Work instructions: Copy each of the rows below word for word, with no changes.

[Location identification entries]
_ _ _ _ _

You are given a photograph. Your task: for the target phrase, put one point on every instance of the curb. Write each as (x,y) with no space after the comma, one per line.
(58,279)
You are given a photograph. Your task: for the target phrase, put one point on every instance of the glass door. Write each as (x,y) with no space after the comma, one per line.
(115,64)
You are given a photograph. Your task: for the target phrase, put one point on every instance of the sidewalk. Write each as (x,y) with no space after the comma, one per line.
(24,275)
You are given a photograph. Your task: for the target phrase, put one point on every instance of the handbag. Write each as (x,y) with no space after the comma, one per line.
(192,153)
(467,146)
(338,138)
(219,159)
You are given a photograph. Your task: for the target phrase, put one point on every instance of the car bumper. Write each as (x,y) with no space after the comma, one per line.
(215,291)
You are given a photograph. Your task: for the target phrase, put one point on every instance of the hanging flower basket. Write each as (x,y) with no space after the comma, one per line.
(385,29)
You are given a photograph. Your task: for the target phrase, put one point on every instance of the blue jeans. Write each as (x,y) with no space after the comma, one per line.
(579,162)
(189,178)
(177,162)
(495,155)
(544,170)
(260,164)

_ _ _ _ _

Solution to the problem:
You are given a photograph. Your task: for the target phrase, put one point on every instance of the curb. Write each as (x,y) with no space after the comma, one per line.
(58,279)
You are given a photograph. Your task: for the target phrase, put one point on every instance of the glass door. Write each as (x,y) with no space after the comma, one per line.
(115,64)
You are given a photograph. Your task: for the target phrase, put one point on every instance of the sidewalk. Write each as (x,y) with no space after the comma, one per line.
(24,275)
You are given a photograph. Your task: for the target phrase, put one point on every instance of the handbag. Write each as (x,y) with no space after the comma, one per line.
(192,153)
(467,146)
(338,138)
(219,159)
You are given a photograph. Your task: for the target phrase, put one point on every instance of the car bumper. Write each as (x,y) with no space after the comma, one per line.
(215,291)
You are given a photograph. Your task: for the target phrase, put one point on every instance of the hanging flower basket. Write each as (x,y) with no space after the comma, one per line.
(385,29)
You are given a photograph. Your task: for the target phrase, put one point on every instance of the blue jeans. Write each as (x,y) with no space after the comma, one per line.
(579,162)
(189,178)
(177,162)
(495,155)
(544,170)
(260,164)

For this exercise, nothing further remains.